▸ Document section
----------

Yes, it's another HP post. What can I say? I'm a nerd.
So, as anybody whose obsessive about this stuff (what, obsessive, me?) has heard by now, The Powers That Be are going to split the film adaptation of The Deathly Hallows into two movies. Fan reaction, from what I can tell, has been mostly positive. And why not? It's more Daniel Radcliffe as Harry Potter! More Emma Watson as Hermione Granger! More (hearts flutter, palms grow sweaty) Alan Rickman as Severus Snape! Well, put me down for a dissenting vote. The movies have, generally speaking, gotten better over the years--though there continue to be low points and high points spread unevenly throughout--and while the folks behind this franchise (for a variety of reasons) don't have the comprehensive drive of a Peter Jackson moving them forward, a somewhat consistent cinematic language and fantasy vision has nonetheless emerged. I sincerely doubt turning DH into two films will serve that accomplishment very well. Why?
1. I simply don't believe the reasons for the split being given. Sure, DH is the final book, with lots of loose ends to tie up. And yes, there are some fairly extensive subplots and side notes which are both essential to the books plot and completely exclusive to DH (the whole Dumbledore-Grindelward thing, for example); finding the space to fit them into the film is surely important. But is there really so much going on that it resists a concise adaptation? You're going film Bill and Fleur's wedding (even though, thus far, we've no indication that either of them will even appear in the sixth movie, which presumably ought to be setting up their whole relationship)? You're going film all of the Trio camping, all of the events at Shell Cottage, all of the encounter with Xenophilius Lovegood? I'll believe it when I see it.

----------

▸ Extracted material

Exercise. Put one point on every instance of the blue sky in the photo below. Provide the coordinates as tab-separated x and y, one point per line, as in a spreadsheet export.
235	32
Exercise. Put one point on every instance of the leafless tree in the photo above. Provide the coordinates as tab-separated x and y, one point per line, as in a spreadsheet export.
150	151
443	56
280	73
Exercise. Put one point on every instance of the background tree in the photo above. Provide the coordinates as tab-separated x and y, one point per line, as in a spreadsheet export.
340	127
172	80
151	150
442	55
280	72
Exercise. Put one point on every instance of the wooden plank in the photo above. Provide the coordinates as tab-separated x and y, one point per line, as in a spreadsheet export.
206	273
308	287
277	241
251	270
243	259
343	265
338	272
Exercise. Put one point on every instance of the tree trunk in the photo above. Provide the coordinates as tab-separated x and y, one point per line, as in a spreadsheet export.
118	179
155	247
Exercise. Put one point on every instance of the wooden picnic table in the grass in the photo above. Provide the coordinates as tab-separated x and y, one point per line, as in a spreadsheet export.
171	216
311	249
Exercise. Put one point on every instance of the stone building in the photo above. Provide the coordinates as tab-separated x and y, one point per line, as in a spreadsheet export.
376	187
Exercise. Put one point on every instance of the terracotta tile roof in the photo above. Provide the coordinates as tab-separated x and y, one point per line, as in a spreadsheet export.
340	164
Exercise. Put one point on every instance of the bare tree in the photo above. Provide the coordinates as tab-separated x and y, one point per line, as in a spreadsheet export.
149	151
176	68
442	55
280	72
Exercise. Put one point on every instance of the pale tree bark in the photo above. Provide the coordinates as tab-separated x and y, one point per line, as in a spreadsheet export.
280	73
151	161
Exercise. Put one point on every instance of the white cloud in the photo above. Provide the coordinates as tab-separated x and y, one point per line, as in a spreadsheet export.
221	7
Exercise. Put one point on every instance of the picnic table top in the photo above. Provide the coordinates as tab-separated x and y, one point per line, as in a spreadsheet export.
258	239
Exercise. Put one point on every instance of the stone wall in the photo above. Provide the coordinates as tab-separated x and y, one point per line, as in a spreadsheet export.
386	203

----------

▸ Written exercise
Update the post about splitting the Deathly Hallows film: reproduce the passage that begins with the words "1. I simply" and ends after "when I see it.", replacing "Shell Cottage" with "Grimmauld Place".

▸ Result
1. I simply don't believe the reasons for the split being given. Sure, DH is the final book, with lots of loose ends to tie up. And yes, there are some fairly extensive subplots and side notes which are both essential to the books plot and completely exclusive to DH (the whole Dumbledore-Grindelward thing, for example); finding the space to fit them into the film is surely important. But is there really so much going on that it resists a concise adaptation? You're going film Bill and Fleur's wedding (even though, thus far, we've no indication that either of them will even appear in the sixth movie, which presumably ought to be setting up their whole relationship)? You're going film all of the Trio camping, all of the events at Grimmauld Place, all of the encounter with Xenophilius Lovegood? I'll believe it when I see it.